**EXERCISE PROMPT**
Convert every entry below into a two-column CSV headed entry_text and answer, with one row per entry. Put the entry's text and its answer each in a single quoted field, replacing line breaks with spaces.

**DATA EXCERPTS**
:::
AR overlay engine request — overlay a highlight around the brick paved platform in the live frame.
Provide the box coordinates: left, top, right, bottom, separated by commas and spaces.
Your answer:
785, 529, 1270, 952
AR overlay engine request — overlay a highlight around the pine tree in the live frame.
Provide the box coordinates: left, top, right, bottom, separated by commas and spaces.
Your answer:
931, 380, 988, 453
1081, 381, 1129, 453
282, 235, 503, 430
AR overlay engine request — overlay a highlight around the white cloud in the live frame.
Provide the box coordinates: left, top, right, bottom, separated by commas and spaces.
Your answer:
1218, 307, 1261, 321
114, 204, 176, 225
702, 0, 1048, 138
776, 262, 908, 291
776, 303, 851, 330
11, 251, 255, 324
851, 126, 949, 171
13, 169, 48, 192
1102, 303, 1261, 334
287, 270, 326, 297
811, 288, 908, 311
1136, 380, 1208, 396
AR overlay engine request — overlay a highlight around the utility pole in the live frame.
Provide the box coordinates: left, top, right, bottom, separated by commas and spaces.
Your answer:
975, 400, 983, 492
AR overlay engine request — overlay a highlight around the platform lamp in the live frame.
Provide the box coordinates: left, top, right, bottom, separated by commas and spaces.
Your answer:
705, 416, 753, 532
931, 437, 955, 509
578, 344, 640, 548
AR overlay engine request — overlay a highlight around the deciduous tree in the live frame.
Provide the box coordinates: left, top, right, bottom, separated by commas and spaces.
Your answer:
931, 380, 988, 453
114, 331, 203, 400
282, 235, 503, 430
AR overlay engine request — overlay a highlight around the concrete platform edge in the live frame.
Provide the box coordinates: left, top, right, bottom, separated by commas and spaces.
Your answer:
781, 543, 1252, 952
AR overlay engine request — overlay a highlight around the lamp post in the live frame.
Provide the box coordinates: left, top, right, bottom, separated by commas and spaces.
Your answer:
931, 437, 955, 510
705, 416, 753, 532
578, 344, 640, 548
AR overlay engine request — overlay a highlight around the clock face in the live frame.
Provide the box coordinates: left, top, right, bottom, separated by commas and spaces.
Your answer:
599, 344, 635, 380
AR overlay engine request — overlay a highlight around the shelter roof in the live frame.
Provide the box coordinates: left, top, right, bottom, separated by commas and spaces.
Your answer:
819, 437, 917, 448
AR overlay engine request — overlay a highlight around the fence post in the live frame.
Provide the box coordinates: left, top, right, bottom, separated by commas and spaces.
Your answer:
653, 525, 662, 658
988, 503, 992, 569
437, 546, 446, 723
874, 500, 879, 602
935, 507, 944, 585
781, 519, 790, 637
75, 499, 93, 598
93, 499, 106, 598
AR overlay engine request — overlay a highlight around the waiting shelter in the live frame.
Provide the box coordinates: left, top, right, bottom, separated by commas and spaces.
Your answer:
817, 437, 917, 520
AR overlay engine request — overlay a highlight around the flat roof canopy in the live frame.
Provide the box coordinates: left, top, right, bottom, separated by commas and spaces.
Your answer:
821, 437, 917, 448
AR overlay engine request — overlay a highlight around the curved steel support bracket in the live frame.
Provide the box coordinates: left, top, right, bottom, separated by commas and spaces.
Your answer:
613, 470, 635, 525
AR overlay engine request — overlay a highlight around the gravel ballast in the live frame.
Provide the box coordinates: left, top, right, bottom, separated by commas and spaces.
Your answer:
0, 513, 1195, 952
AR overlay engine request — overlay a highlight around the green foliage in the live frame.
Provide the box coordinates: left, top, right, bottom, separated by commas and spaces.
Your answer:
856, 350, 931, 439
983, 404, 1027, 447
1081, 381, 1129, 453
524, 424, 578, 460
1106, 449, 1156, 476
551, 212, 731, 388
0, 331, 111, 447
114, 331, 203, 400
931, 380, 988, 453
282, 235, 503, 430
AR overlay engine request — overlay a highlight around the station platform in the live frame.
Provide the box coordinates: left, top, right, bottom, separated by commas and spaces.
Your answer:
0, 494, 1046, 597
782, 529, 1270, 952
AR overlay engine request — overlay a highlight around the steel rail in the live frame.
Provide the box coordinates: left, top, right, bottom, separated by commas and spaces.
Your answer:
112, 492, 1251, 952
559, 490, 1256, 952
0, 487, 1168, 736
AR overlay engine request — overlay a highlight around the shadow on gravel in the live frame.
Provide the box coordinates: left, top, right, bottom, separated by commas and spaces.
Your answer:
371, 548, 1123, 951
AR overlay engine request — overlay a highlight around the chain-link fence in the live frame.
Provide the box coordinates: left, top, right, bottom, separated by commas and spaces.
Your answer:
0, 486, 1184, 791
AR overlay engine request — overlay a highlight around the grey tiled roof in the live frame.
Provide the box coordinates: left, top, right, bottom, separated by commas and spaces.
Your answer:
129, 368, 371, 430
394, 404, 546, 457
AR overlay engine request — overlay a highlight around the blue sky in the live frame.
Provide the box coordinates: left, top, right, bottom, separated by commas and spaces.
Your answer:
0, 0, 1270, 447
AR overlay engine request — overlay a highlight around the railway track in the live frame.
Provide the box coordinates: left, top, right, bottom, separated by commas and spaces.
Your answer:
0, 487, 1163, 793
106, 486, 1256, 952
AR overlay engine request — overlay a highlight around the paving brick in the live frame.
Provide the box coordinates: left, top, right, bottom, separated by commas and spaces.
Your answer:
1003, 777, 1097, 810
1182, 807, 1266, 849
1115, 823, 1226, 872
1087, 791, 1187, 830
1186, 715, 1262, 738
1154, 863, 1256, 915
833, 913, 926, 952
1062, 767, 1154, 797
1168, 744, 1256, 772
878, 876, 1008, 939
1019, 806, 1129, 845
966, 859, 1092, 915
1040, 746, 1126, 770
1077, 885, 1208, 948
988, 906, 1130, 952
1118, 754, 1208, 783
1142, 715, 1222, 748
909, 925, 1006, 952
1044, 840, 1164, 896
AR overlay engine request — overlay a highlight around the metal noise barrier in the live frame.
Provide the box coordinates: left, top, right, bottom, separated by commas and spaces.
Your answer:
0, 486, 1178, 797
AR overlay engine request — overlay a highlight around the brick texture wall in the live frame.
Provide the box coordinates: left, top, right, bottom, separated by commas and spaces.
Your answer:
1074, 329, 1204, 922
:::
**THE SOLUTION**
entry_text,answer
"AR overlay engine request — overlay a highlight around the brick paved platform in the live frame. Provide the box coordinates: left, top, right, bottom, separated by commas and spaces. Your answer:","785, 529, 1270, 952"
"AR overlay engine request — overlay a highlight around the pine tree in the live frame. Provide the box coordinates: left, top, right, bottom, separated by commas and spaces. Your answer:","931, 380, 988, 453 1081, 381, 1129, 453 282, 235, 503, 430"
"AR overlay engine request — overlay a highlight around the white cloud in the live frame. Provide the box coordinates: left, top, right, bottom, separated by commas and spaces. Your answer:","1218, 307, 1261, 321 114, 204, 176, 225 702, 0, 1048, 138 776, 262, 908, 291 776, 303, 851, 330 11, 251, 255, 324 851, 126, 949, 171 13, 169, 48, 192 1102, 303, 1261, 334 287, 270, 326, 297 811, 288, 908, 311 1136, 380, 1208, 396"
"AR overlay engine request — overlay a highlight around the utility pole in the live frame. Provide the box coordinates: left, top, right, bottom, separated by commas and spaces. Your answer:","975, 400, 983, 492"
"AR overlay engine request — overlay a highlight around the platform lamp in the live frame. Provide the box coordinates: left, top, right, bottom, separated by commas and spaces. Your answer:","705, 416, 753, 532 931, 437, 955, 509 578, 344, 640, 548"
"AR overlay engine request — overlay a highlight around the deciduous tree in the live frame. Provide the box coordinates: left, top, right, bottom, separated by commas and spaces. Your answer:","931, 380, 988, 453 114, 331, 203, 400 282, 235, 503, 430"
"AR overlay engine request — overlay a highlight around the concrete platform edge in the live frame. Provide the box coordinates: left, top, right, bottom, separated by commas and spaces. Your answer:","781, 543, 1252, 952"
"AR overlay engine request — overlay a highlight around the lamp post in the live frame. Provide the box coordinates: left, top, right, bottom, separated by commas and spaces. Your answer:","931, 437, 955, 510 705, 416, 753, 532 578, 344, 640, 548"
"AR overlay engine request — overlay a highlight around the clock face in the live frame. Provide the box coordinates: left, top, right, bottom, separated by commas and spaces. Your answer:","599, 344, 635, 380"
"AR overlay engine request — overlay a highlight around the shelter roof in the live frame. Provide the box coordinates: left, top, right, bottom, separated by commas and spaces. Your answer:","819, 437, 917, 448"
"AR overlay engine request — overlay a highlight around the fence post in the live frame. Provide the box coordinates: left, top, right, bottom, separated by commas and spaces. Your answer:","653, 525, 662, 658 988, 503, 992, 569 437, 546, 446, 723 874, 500, 879, 602 935, 507, 944, 585 781, 519, 790, 637 75, 499, 93, 598 93, 499, 106, 598"
"AR overlay engine request — overlay a highlight around the waiting shelter in the live frame. Provide the box coordinates: left, top, right, bottom, separated by commas and spaces. Your answer:","817, 437, 917, 520"
"AR overlay engine request — overlay a highlight around the flat roof canopy in the live frame. Provide the box coordinates: left, top, right, bottom, separated by commas and spaces. Your answer:","821, 437, 917, 448"
"AR overlay engine request — overlay a highlight around the curved steel support bracket in the live frame. Provide the box coordinates: left, top, right, bottom, separated by commas and spaces. Your answer:","613, 470, 635, 525"
"AR overlay engine request — overlay a highlight around the gravel ballast in the live frame. Provide the box coordinates: left, top, right, bottom, separated by commas and spaces. Your answer:","0, 513, 1195, 952"
"AR overlay engine request — overlay a highlight around the green foliage in the live frame. Provide the box coordinates: left, top, right, bottom, separated by commas and spaces. Your answer:","856, 350, 931, 439 983, 404, 1027, 447 1081, 381, 1129, 453 524, 424, 578, 460 1106, 449, 1156, 476 551, 212, 731, 388 0, 331, 111, 447 114, 331, 203, 400 931, 380, 988, 453 282, 235, 503, 430"
"AR overlay engine request — overlay a highlight around the station platform in the live frame. Provide the box coordinates: left, top, right, bottom, separated by commas and spaces. Your answer:","0, 494, 1046, 597 782, 529, 1270, 952"
"AR overlay engine request — overlay a highlight around the steel rail in the live frame. Provide the box coordinates: left, top, right, bottom, separated by commas and spaces. Your answer:","112, 492, 1251, 952 559, 490, 1256, 952 0, 487, 1168, 736"
"AR overlay engine request — overlay a highlight around the shadow on gravel in the live frame. Provide the box coordinates: left, top, right, bottom, separated by commas and spaces. Your answer:","371, 548, 1123, 951"
"AR overlay engine request — overlay a highlight around the chain-link fence in the live frame. Provide the box coordinates: left, top, right, bottom, separated by commas and spaces. Your answer:","0, 486, 1184, 791"
"AR overlay engine request — overlay a highlight around the grey tiled roof in the live frame. Provide the box coordinates: left, top, right, bottom, separated by commas and spaces. Your answer:","129, 368, 371, 430 394, 404, 546, 457"
"AR overlay engine request — overlay a highlight around the blue sky in the live frame. Provide the box coordinates: left, top, right, bottom, separated by commas and spaces. Your answer:","0, 0, 1270, 447"
"AR overlay engine request — overlay a highlight around the railway track in the live frame. Provide the box coordinates: left, top, right, bottom, separated by commas and spaces. Your answer:","0, 487, 1163, 793 106, 486, 1256, 952"
"AR overlay engine request — overlay a highlight around the paving brick in the live frame. Provide the box coordinates: left, top, right, bottom, separated by commas and spaces. Your answer:","1003, 777, 1097, 810 1182, 807, 1266, 849 1115, 823, 1226, 872 1087, 791, 1187, 830 1186, 715, 1262, 738 1154, 863, 1256, 915 833, 913, 926, 952 1062, 767, 1154, 797 1168, 744, 1256, 772 878, 876, 1008, 939 1019, 806, 1129, 845 966, 859, 1092, 915 1040, 746, 1126, 770 1077, 885, 1208, 948 988, 906, 1130, 952 1118, 754, 1208, 783 1142, 715, 1222, 748 909, 925, 1006, 952 1044, 840, 1164, 896"
"AR overlay engine request — overlay a highlight around the metal noise barrier in the live frame. Provide the box coordinates: left, top, right, bottom, separated by commas and spaces. Your answer:","0, 486, 1178, 797"
"AR overlay engine request — overlay a highlight around the brick texture wall in the live frame. Provide the box coordinates: left, top, right, bottom, separated by commas and spaces. Your answer:","1074, 329, 1204, 922"